─── EXTRACTED MATERIAL
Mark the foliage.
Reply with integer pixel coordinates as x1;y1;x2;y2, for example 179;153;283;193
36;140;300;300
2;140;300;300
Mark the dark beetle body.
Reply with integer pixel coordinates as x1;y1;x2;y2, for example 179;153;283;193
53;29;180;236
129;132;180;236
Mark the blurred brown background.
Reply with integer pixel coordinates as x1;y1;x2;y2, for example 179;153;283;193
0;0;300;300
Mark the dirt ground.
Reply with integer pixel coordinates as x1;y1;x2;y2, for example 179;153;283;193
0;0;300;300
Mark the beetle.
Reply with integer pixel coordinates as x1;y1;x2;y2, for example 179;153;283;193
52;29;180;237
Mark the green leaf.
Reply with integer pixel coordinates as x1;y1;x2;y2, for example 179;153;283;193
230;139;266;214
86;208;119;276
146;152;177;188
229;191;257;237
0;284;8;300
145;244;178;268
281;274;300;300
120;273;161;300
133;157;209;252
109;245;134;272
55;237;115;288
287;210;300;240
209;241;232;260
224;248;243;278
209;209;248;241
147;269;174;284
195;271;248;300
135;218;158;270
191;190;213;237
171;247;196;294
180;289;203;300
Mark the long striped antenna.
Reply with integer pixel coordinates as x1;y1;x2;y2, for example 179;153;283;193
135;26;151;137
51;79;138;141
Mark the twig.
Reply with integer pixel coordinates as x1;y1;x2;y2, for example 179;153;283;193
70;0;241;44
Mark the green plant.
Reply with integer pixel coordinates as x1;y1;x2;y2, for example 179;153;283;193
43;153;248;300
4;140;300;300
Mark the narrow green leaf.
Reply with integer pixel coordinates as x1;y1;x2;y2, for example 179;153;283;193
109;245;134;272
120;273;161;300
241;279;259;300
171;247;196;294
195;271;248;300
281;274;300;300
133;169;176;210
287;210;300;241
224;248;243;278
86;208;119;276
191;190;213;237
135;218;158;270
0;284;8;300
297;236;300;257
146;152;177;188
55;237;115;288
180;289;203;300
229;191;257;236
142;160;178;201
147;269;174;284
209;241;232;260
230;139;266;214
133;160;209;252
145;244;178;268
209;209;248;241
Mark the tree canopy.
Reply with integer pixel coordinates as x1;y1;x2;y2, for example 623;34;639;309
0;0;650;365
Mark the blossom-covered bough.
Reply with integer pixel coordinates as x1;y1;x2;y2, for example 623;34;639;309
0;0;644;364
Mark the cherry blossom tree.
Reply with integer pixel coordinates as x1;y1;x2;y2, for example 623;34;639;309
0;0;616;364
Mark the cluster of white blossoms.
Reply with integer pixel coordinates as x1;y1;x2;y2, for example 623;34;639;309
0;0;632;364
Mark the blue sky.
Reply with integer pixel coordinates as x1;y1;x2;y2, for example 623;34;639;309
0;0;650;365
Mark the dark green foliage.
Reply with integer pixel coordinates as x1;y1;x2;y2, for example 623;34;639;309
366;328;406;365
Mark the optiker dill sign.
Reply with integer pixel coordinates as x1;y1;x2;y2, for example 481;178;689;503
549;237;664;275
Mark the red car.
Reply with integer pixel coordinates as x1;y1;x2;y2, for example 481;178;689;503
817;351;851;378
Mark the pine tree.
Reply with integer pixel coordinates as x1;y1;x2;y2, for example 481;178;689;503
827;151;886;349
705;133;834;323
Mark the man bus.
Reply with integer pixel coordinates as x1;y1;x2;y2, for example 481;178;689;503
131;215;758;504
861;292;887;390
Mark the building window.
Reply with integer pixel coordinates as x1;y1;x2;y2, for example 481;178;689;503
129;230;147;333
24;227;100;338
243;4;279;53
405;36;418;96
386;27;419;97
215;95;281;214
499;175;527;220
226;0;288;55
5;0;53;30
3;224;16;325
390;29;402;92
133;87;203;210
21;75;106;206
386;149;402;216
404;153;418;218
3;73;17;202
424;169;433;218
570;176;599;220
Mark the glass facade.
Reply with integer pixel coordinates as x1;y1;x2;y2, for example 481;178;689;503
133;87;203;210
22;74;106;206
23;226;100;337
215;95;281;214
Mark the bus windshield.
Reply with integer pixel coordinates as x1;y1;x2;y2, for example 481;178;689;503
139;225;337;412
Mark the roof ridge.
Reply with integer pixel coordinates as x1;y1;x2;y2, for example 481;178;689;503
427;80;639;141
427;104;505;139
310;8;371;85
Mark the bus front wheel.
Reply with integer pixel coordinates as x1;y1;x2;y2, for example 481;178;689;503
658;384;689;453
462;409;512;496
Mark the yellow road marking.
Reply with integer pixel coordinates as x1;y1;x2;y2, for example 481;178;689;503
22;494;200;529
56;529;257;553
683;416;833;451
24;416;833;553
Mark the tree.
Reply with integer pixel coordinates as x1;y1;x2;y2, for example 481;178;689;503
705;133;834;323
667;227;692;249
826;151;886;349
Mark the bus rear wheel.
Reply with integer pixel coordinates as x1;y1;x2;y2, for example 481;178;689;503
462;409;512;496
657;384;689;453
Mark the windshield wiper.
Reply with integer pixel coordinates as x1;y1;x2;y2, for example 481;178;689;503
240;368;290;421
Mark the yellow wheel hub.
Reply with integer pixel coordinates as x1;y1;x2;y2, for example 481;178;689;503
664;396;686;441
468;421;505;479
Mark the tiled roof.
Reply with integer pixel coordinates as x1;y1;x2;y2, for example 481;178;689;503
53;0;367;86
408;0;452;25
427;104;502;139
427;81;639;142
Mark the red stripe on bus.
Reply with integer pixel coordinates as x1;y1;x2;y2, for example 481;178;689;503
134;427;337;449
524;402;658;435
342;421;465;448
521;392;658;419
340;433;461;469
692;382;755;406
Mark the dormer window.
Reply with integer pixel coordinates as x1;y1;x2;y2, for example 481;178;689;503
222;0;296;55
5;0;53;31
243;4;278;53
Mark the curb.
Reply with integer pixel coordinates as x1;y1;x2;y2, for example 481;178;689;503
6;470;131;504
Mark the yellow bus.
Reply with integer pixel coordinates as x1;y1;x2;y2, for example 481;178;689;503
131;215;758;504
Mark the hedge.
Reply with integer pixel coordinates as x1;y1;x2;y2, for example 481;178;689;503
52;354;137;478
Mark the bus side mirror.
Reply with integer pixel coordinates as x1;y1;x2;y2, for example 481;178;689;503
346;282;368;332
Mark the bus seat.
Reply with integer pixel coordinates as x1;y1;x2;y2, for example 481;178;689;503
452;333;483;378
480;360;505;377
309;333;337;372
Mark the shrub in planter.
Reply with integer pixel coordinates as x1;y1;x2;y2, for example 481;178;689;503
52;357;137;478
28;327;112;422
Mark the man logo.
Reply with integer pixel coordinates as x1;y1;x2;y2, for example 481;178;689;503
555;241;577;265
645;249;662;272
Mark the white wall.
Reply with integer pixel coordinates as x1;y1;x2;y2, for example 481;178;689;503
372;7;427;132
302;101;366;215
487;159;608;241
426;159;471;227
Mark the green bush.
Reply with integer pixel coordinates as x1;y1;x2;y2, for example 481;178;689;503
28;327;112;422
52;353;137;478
──────
- _WHAT IS BEING ASKED_
Copy every line of the records above word for word, without changing anything.

- _ANSWER TO THE EXERCISE_
Mark the foliage.
Reply with integer pixel coordinates as x1;y1;x2;y2, for example 179;153;283;193
36;140;300;300
2;140;300;300
Mark the dark beetle body.
Reply with integer pixel coordinates as x1;y1;x2;y2, for example 179;153;283;193
53;29;180;236
129;132;180;236
Mark the blurred brown background.
Reply with integer pixel coordinates as x1;y1;x2;y2, for example 179;153;283;193
0;0;300;300
Mark the dirt ground.
Reply with integer pixel coordinates as x1;y1;x2;y2, for example 179;153;283;193
0;0;300;300
Mark the beetle.
Reply with integer pixel coordinates as x1;y1;x2;y2, for example 179;153;283;193
52;29;180;237
Mark the green leaf.
Reply with integer pixel coordinates as x1;y1;x2;y2, for example 179;153;283;193
230;139;266;214
86;208;119;276
146;152;177;188
229;191;257;237
0;284;8;300
145;244;178;268
281;274;300;300
120;273;161;300
133;157;209;252
109;245;134;272
55;237;115;288
287;210;300;240
209;241;232;260
224;248;243;278
209;209;248;241
147;269;174;284
195;271;248;300
135;218;158;270
191;190;213;237
171;247;196;294
180;289;203;300
Mark the long striped antenna.
Reply with integer pixel coordinates as x1;y1;x2;y2, for example 179;153;283;193
135;26;151;137
51;79;138;141
Mark the twig.
Reply with integer pixel coordinates as x1;y1;x2;y2, for example 179;153;283;193
70;0;241;44
Mark the green plant.
Reply with integer pixel coordinates as x1;y1;x2;y2, for example 179;153;283;193
43;153;248;300
4;140;300;300
Mark the narrow green leaf.
Reply with integer pixel coordinates as x1;y1;x2;y2, for example 179;153;283;193
109;245;134;272
120;273;161;300
241;279;259;300
171;247;196;294
195;271;248;300
281;274;300;300
133;169;176;210
287;210;300;241
224;248;243;278
86;208;119;276
191;190;213;237
135;218;158;270
0;284;8;300
297;236;300;257
146;152;177;188
55;237;115;288
180;289;203;300
229;191;257;236
142;160;178;201
147;269;174;284
209;241;232;260
230;139;266;214
133;160;209;252
145;244;178;268
209;209;248;241
Mark the tree canopy.
Reply with integer pixel coordinates as x1;y1;x2;y2, for example 623;34;639;309
0;0;650;365
Mark the blossom-covered bough.
Reply with integer pixel coordinates as x1;y1;x2;y2, for example 623;34;639;309
0;0;644;364
Mark the cherry blossom tree.
Reply with integer pixel coordinates as x1;y1;x2;y2, for example 623;34;639;309
0;0;616;364
Mark the cluster of white blossoms.
Reply with integer pixel coordinates as x1;y1;x2;y2, for example 623;34;639;309
0;0;632;364
Mark the blue sky.
Reply with integer pixel coordinates as x1;y1;x2;y2, for example 623;34;639;309
0;0;650;365
Mark the dark green foliage.
Reply with integer pixel coordinates as x1;y1;x2;y2, for example 623;34;639;309
366;328;406;365
Mark the optiker dill sign.
Reply with integer pixel coordinates as x1;y1;x2;y2, for example 481;178;689;503
549;237;664;275
Mark the red car.
Reply with integer pixel coordinates as x1;y1;x2;y2, for example 481;178;689;503
817;351;851;378
Mark the pine tree.
Reply with integer pixel coordinates as x1;y1;x2;y2, for example 481;178;689;503
827;151;886;349
705;133;834;323
Mark the man bus.
Reply with integer pixel coordinates as x1;y1;x2;y2, for example 481;178;689;503
131;215;758;504
861;292;887;390
Mark the building window.
Reply with integer pixel coordinates as x1;y1;x2;y2, for example 481;178;689;503
129;230;147;333
24;227;100;338
243;4;279;53
405;36;418;96
386;27;419;97
215;95;281;214
499;175;527;220
226;0;288;55
5;0;53;30
3;224;16;325
390;29;402;92
133;87;203;210
21;75;106;206
386;149;402;216
404;153;418;218
3;73;17;202
424;169;433;218
570;176;599;220
Mark the glass facade.
Reply with integer pixel coordinates as x1;y1;x2;y2, for example 481;178;689;503
133;87;203;210
22;74;106;206
23;226;100;337
215;95;281;214
Mark the bus windshield.
Reply with integer pixel coordinates as x1;y1;x2;y2, for example 481;178;689;503
139;225;337;412
Mark the roof ridge.
Reply with integer pixel coordinates as x1;y1;x2;y2, for example 481;178;689;503
427;80;639;141
427;104;505;139
310;8;371;85
Mark the bus front wheel.
Reply with integer pixel coordinates as x1;y1;x2;y2, for example 481;178;689;503
658;384;689;453
462;409;512;496
Mark the yellow road marking.
Reply with integer pixel coordinates as x1;y1;x2;y2, for example 481;178;689;503
22;494;200;529
56;529;257;553
683;416;833;451
24;416;833;553
Mark the tree.
Reply with integer pixel coordinates as x1;y1;x2;y2, for example 481;178;689;503
705;133;834;323
667;227;692;249
826;151;886;349
Mark the bus rear wheel.
Reply with integer pixel coordinates as x1;y1;x2;y2, for example 481;178;689;503
462;409;512;496
657;384;689;453
Mark the windshield wiper.
Reply with integer pixel coordinates as x1;y1;x2;y2, for example 481;178;689;503
240;368;290;421
Mark the yellow wheel hub.
Reply with integer pixel coordinates as x1;y1;x2;y2, for example 481;178;689;503
664;396;686;441
468;421;505;479
Mark the tiled roof.
Reply with integer pixel coordinates as x1;y1;x2;y2, for example 481;178;689;503
53;0;367;86
408;0;452;25
427;104;502;139
427;81;639;142
Mark the red stripe on bus.
Reply with integer pixel coordinates as x1;y1;x2;y2, for example 481;178;689;503
134;427;337;449
524;402;658;435
342;421;465;448
521;392;658;419
340;433;461;469
692;382;755;406
Mark the dormer window.
Reply with integer pixel coordinates as x1;y1;x2;y2, for example 481;178;689;503
222;0;296;55
5;0;53;31
243;4;278;53
Mark the curb.
Reply with integer pixel coordinates as x1;y1;x2;y2, for example 481;178;689;503
6;470;131;504
Mark the yellow bus.
Reply with integer pixel coordinates as x1;y1;x2;y2, for example 481;178;689;503
131;215;758;504
Mark the hedge.
Reply with integer pixel coordinates as x1;y1;x2;y2, for example 481;178;689;503
52;354;137;478
Mark the bus side mirror.
Reply with integer pixel coordinates as x1;y1;x2;y2, for example 481;178;689;503
346;282;368;332
Mark the bus seat.
Reply with integer pixel coordinates as x1;y1;x2;y2, for example 481;178;689;503
452;333;483;378
480;360;505;377
309;333;337;372
Mark the shrub in planter.
Reply with integer pixel coordinates as x1;y1;x2;y2, for example 481;178;689;503
52;357;137;478
28;327;112;422
Mark the man logo.
Reply with integer pixel coordinates as x1;y1;x2;y2, for example 481;178;689;503
555;241;577;265
645;249;662;272
Mark the white wall.
Reply with integer pixel coordinates as x1;y1;x2;y2, for example 481;178;689;503
372;7;427;132
302;101;366;215
487;159;608;241
426;159;471;227
Mark the green bush.
Reply with integer pixel coordinates as x1;y1;x2;y2, for example 481;178;689;503
28;327;112;422
52;353;137;478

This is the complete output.